====== Source records ======

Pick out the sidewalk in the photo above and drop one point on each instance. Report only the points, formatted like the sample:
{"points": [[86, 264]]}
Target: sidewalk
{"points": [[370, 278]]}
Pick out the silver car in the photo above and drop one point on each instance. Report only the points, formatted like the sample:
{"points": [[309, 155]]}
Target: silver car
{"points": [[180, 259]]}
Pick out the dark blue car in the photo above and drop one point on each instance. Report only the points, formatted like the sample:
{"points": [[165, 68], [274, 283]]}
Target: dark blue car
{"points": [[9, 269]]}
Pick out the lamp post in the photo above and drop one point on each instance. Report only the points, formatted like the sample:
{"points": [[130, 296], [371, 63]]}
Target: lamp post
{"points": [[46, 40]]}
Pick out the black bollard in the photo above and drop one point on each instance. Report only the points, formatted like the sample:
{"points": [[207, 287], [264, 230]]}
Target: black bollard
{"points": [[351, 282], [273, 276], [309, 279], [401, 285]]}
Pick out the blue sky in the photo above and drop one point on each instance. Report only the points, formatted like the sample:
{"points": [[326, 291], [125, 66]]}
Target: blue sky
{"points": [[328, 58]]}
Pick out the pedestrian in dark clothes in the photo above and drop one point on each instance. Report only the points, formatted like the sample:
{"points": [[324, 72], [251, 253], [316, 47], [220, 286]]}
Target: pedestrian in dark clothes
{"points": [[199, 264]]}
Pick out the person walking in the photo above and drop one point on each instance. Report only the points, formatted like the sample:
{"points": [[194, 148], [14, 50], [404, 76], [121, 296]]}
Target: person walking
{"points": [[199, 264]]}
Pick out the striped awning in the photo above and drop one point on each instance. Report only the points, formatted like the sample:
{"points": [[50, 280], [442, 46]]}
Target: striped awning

======

Exercise directions. From the line that contains "Pick out the black" down to the last line of the listing above, repeat each line exactly, and include nothing else.

Task output.
Pick out the black bollard in the photo above and drop one point on each instance. Report only the points, formatted like the sample:
{"points": [[207, 287], [264, 230]]}
Target: black bollard
{"points": [[351, 282], [273, 276], [309, 279], [401, 285]]}
Pick out the blue sky in the photo above and drop one point on each instance. Report only the points, formatted like the sample:
{"points": [[326, 291], [125, 66]]}
Target: blue sky
{"points": [[328, 58]]}
Pick out the pedestrian in dark clothes in the photo above and drop one point on each instance. Report only the points, formatted like the sample:
{"points": [[324, 72], [251, 253], [316, 47], [220, 286]]}
Target: pedestrian in dark clothes
{"points": [[199, 264]]}
Pick out the person walking in the photo above and drop one point on each instance. Report only the points, formatted like the sample:
{"points": [[194, 148], [14, 50], [404, 76], [121, 296]]}
Target: person walking
{"points": [[199, 264]]}
Pick out the striped awning in the photo above and drop one point on each instance. Report only the points, formatted like the sample:
{"points": [[50, 280], [442, 46]]}
Target: striped awning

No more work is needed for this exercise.